[The request]
Pick out every line in the listing below that contains the word "black" and copy each one. Case counts.

[Data for processing]
☆ ☆ ☆ ☆ ☆
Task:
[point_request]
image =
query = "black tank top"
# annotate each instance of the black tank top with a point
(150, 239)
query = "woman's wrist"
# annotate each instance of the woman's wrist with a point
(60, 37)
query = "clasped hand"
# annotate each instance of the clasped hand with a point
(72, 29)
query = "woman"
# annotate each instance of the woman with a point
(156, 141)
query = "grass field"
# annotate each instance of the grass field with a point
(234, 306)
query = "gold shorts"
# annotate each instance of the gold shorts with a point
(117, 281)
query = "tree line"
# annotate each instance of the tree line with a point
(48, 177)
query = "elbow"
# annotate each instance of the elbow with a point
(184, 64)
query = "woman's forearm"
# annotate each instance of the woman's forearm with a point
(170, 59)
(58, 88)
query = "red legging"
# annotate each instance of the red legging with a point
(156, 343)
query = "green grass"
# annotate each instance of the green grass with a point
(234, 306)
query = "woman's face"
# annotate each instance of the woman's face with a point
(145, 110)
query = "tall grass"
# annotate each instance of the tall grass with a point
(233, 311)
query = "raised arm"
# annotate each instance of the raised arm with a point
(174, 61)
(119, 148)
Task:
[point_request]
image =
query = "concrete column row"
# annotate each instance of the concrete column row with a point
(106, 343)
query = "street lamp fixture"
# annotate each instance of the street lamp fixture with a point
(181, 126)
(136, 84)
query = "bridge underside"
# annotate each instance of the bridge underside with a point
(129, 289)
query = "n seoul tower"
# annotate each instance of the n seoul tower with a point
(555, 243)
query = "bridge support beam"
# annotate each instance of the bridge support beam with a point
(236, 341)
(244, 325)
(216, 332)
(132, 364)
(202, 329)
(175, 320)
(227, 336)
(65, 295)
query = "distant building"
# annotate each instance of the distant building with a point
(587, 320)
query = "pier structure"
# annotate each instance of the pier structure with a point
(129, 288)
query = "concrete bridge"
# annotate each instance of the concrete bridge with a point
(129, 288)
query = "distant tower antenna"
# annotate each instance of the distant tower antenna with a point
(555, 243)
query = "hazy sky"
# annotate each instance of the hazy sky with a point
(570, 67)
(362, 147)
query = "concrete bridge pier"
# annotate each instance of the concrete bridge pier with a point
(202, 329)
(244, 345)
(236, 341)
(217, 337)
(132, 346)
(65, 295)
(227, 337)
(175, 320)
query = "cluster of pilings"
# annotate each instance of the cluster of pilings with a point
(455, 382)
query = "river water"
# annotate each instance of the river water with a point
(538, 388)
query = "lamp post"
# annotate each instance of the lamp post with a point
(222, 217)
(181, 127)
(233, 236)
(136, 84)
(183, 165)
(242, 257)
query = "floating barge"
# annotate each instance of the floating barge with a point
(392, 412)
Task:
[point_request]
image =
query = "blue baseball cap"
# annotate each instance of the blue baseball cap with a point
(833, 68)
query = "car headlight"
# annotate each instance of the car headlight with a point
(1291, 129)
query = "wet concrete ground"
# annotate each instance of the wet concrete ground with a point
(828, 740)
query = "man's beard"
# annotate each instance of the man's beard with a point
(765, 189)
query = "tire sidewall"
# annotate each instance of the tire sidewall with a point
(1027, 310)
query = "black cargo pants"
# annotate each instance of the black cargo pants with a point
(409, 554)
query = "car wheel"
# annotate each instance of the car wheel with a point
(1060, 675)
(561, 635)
☆ ☆ ☆ ☆ ☆
[Answer to this task]
query = "black tank top"
# annotate each instance of the black tank top with a point
query = "black cargo pants"
# annotate each instance of the black cargo pants with a point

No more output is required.